:: Description of the task ::
Only the lines from the top of the following listing through the line with "[locate] green grass" belong in your answer, exactly as written.

=== Begin Enclosure ===

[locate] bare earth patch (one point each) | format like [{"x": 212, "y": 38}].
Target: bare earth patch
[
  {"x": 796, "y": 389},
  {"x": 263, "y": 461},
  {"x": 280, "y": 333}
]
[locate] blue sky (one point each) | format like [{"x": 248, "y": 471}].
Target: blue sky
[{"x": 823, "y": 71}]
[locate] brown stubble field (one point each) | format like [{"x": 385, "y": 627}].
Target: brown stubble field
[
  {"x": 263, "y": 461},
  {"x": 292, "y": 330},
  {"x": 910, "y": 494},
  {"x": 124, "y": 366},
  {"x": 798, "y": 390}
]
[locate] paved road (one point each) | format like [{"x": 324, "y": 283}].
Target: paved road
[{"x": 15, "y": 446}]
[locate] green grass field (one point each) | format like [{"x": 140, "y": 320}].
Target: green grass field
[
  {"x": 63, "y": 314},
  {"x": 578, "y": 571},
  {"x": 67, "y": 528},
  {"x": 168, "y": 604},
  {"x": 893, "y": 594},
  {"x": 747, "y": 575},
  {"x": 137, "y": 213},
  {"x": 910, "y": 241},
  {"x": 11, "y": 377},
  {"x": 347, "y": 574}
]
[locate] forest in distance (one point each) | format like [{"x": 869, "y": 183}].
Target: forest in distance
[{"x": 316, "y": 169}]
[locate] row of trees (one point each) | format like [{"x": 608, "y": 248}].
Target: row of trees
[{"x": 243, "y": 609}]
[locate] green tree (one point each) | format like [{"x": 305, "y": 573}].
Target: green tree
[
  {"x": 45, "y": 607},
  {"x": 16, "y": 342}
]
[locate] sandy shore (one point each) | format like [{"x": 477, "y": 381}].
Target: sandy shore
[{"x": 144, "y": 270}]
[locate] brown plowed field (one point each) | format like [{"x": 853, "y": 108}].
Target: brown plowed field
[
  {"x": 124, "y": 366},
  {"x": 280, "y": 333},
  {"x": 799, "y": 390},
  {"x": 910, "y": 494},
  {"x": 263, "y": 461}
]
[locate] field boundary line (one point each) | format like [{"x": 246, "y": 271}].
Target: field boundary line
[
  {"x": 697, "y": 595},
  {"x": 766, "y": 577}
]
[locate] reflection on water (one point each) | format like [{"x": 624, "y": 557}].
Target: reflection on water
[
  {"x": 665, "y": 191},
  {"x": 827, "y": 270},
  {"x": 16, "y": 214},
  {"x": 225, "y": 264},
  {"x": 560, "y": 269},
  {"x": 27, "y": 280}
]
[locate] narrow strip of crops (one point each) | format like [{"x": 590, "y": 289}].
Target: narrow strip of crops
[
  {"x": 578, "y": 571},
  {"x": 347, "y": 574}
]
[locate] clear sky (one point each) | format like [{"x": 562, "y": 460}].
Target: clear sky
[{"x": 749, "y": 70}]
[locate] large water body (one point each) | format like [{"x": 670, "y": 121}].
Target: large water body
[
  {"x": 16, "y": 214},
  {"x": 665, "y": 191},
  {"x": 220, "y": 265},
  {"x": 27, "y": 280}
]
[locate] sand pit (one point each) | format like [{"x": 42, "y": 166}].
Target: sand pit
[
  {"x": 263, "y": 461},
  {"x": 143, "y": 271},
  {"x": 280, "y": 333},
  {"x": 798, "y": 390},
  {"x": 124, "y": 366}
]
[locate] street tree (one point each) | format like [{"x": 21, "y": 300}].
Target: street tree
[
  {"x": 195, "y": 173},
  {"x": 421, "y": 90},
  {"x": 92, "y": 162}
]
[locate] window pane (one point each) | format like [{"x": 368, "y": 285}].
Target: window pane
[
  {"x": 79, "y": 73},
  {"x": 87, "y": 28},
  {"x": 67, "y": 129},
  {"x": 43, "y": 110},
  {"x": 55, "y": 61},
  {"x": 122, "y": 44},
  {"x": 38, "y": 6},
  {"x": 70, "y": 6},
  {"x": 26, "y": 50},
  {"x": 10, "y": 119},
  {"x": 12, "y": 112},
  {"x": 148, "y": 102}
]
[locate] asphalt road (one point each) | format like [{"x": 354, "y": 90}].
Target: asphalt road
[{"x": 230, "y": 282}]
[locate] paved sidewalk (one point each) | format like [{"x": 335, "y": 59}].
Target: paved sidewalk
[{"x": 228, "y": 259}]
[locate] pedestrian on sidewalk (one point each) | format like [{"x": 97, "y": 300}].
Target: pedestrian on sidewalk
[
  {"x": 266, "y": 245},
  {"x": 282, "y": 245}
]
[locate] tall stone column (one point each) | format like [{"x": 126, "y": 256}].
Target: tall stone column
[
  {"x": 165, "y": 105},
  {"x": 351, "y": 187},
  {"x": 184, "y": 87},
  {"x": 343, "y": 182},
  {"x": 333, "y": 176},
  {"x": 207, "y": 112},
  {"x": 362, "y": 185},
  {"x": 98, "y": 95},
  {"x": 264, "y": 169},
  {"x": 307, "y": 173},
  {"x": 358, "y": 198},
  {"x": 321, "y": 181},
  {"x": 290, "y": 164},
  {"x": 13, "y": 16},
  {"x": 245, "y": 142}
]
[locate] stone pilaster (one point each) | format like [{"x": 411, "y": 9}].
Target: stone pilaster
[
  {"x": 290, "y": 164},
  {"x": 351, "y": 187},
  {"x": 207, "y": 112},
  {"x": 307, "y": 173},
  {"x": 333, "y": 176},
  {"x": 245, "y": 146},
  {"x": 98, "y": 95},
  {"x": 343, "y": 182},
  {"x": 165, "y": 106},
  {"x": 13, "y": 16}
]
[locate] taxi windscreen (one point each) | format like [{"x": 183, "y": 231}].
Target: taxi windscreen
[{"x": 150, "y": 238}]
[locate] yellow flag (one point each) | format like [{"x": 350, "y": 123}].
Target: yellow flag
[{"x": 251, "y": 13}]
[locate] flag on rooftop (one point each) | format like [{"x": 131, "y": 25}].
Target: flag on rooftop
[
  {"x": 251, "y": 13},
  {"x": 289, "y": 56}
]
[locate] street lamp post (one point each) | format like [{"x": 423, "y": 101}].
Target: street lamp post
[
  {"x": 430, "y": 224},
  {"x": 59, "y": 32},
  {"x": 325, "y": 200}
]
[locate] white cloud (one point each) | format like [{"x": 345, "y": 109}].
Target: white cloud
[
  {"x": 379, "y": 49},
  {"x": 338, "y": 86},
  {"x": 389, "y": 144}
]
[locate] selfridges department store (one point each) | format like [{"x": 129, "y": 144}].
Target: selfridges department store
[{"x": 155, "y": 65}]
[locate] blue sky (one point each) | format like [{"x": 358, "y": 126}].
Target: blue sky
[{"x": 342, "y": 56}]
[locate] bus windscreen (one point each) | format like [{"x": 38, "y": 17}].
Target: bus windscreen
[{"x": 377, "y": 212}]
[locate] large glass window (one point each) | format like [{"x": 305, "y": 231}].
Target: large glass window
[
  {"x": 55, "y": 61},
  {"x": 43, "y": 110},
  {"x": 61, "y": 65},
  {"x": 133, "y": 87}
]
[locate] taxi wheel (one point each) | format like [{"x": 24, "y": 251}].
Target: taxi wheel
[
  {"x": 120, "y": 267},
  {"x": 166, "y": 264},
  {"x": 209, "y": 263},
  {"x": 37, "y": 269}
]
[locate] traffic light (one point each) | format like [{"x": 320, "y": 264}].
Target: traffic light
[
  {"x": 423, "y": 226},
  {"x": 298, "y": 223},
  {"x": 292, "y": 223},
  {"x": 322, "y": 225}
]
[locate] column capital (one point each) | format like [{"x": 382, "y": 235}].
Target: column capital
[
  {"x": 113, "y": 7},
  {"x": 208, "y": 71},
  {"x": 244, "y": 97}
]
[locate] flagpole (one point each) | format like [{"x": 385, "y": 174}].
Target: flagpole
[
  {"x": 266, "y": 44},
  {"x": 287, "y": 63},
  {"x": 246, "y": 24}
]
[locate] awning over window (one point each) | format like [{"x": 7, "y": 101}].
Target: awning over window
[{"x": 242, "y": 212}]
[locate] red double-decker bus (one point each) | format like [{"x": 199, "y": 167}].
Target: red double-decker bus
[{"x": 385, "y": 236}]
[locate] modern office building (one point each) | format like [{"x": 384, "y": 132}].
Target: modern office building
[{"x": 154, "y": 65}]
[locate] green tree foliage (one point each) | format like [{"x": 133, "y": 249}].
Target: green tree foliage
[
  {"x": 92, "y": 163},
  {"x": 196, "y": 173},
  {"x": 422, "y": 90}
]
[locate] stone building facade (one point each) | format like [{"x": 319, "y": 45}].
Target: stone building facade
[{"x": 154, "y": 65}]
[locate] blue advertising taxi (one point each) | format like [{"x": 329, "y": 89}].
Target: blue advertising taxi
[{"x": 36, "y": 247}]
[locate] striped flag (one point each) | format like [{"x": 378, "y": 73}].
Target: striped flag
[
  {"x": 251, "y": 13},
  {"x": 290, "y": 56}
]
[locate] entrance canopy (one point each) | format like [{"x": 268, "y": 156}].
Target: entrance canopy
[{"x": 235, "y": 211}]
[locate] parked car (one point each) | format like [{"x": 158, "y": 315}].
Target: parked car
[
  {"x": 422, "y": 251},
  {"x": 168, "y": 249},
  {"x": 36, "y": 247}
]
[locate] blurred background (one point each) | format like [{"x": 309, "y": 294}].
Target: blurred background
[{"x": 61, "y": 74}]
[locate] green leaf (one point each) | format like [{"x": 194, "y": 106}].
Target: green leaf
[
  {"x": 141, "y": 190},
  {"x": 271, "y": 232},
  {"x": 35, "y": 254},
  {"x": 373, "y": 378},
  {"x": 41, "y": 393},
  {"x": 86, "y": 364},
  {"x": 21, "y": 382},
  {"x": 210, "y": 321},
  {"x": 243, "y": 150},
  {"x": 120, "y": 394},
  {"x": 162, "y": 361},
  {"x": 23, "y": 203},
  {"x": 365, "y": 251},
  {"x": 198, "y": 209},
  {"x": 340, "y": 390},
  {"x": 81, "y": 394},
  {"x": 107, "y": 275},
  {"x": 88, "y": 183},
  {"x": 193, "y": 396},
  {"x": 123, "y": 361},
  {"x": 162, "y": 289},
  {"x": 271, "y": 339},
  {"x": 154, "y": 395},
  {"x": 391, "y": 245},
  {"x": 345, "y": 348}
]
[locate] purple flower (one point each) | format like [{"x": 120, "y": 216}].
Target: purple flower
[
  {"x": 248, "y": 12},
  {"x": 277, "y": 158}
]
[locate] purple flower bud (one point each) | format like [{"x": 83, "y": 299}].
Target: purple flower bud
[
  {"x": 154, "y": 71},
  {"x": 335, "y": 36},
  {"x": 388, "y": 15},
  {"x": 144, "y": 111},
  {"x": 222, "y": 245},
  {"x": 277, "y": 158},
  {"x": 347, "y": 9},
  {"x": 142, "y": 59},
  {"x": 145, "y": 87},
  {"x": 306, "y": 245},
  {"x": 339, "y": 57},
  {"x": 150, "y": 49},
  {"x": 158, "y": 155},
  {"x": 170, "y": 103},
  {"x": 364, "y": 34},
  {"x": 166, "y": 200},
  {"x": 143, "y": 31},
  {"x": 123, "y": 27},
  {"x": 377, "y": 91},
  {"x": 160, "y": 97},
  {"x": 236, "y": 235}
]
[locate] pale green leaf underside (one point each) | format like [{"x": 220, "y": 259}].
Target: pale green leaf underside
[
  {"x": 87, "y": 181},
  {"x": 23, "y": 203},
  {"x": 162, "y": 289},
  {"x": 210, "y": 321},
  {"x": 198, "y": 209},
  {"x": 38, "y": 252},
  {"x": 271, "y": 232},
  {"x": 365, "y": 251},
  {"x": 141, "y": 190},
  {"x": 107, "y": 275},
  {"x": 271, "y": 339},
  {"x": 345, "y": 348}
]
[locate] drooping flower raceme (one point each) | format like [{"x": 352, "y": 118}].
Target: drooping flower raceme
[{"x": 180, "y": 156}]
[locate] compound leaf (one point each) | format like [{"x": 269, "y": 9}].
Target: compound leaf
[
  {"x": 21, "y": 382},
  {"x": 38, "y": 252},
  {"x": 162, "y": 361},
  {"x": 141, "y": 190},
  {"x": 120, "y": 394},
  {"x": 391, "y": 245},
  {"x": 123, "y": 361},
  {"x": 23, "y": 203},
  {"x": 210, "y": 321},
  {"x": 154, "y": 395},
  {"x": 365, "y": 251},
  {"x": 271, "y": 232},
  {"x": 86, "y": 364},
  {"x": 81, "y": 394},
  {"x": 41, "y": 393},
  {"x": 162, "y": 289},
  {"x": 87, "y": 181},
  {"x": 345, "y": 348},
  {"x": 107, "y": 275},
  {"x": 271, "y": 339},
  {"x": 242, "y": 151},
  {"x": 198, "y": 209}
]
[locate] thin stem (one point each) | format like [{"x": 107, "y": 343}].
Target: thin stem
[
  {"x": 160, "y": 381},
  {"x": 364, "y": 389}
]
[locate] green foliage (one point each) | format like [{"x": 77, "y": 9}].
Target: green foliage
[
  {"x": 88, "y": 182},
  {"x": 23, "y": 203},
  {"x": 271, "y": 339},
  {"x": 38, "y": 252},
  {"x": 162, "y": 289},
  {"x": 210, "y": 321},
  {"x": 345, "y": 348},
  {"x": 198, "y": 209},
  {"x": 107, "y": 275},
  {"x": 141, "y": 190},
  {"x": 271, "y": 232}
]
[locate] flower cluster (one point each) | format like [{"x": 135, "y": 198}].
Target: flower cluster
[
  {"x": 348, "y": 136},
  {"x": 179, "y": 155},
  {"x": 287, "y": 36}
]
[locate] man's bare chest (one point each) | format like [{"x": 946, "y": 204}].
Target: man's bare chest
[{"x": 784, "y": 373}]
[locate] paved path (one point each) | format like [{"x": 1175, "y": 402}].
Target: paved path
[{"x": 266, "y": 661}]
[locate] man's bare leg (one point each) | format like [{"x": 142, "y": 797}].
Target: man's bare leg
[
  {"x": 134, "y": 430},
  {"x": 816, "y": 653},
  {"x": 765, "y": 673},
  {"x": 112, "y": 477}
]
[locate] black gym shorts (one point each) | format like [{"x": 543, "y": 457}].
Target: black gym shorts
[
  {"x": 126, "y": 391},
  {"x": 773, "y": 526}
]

=== End Enclosure ===

:: Task result ::
[locate] bare earth patch (one point each) | format like [{"x": 212, "y": 38}].
Target: bare earth patch
[
  {"x": 796, "y": 389},
  {"x": 263, "y": 461},
  {"x": 280, "y": 333}
]
[locate] blue sky (one point each) | format like [{"x": 248, "y": 471}].
Target: blue sky
[{"x": 823, "y": 71}]
[locate] brown stubble field (one point each) | format like [{"x": 385, "y": 627}].
Target: brown stubble field
[
  {"x": 263, "y": 461},
  {"x": 292, "y": 330},
  {"x": 910, "y": 494},
  {"x": 124, "y": 366},
  {"x": 798, "y": 390}
]
[locate] paved road (one point each) | format like [{"x": 324, "y": 283}].
Target: paved road
[{"x": 15, "y": 446}]
[locate] green grass field (one point each) | format like [{"x": 140, "y": 320}].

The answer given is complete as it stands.